*Exercise prompt:*
Transcribe the figure legends on USP33 and p53 between "USP33 interacts with p53." and "domain of p53.", inclusive.

*Text passage:*

USP33 interacts with p53. (A) Flag‐p53 interacts with endogenous USP33. (B) GFP‐USP33 interacts with endogenous p53. (C) Endogenous association between USP33 and p53. (D) USP33 interacts with p53 in vitro. (E) USP33 interacts with the N and M domain of p53.

FIGURE 2

USP33 deubiquitinates p53 and regulates its stability. (A) USP33 deubiquitinates Flag‐p53 in cells. (B) USP33 deubiquitinates p53 in cells. (C) USP33 deubiquitinates p53 in vitro. (D) USP33 reduced K48 ubiquitination level of p53. (E) Overexpression of USP33 enhances p53 protein level in cells. (F) Knocking down of USP33 decreases p53 protein level in cells. (G) Knocking down of USP33 decreases p53 stability. (H) Knocking down of USP33 decreases p53 stability can be rescued by overexpression of USP33. Data were showed as mean ± standard error of mean (SEM) from at least three independent experiments. Statistical analysis by one‐way or two‐way ANOVA. *p ≤ 0.05, **p ≤ 0.01.

*Information supplied:*
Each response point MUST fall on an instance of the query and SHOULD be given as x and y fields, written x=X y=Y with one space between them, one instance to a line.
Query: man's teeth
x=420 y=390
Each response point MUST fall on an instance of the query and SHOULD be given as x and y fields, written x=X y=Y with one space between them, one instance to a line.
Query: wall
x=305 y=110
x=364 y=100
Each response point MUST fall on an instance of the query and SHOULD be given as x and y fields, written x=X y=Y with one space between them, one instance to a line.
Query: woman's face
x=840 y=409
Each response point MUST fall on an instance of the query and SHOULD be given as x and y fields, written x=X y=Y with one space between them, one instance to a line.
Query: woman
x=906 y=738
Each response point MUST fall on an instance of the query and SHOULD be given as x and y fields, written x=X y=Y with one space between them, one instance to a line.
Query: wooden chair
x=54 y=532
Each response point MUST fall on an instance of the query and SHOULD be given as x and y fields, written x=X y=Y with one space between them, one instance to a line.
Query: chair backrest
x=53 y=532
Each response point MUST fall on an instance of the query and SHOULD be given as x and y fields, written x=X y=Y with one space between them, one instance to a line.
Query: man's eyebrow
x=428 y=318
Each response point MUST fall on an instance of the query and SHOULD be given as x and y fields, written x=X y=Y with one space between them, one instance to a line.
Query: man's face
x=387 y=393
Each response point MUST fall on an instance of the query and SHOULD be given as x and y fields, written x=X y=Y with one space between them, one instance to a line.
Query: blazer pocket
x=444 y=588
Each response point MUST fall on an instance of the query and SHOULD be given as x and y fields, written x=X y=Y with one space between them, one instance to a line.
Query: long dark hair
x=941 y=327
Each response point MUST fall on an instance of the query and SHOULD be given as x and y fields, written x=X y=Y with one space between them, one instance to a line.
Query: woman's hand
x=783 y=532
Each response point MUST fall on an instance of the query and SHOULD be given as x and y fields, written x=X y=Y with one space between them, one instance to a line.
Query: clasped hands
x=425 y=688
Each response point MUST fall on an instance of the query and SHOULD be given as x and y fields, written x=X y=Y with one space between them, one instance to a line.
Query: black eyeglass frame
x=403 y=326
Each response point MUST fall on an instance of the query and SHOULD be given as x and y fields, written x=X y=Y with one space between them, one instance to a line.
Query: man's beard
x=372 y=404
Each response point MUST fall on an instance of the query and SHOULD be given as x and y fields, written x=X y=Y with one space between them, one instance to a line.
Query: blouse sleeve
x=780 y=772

*Response:*
USP33 interacts with p53. (A) Flag‐p53 interacts with endogenous USP33. (B) GFP‐USP33 interacts with endogenous p53. (C) Endogenous association between USP33 and p53. (D) USP33 interacts with p53 in vitro. (E) USP33 interacts with the N and M domain of p53.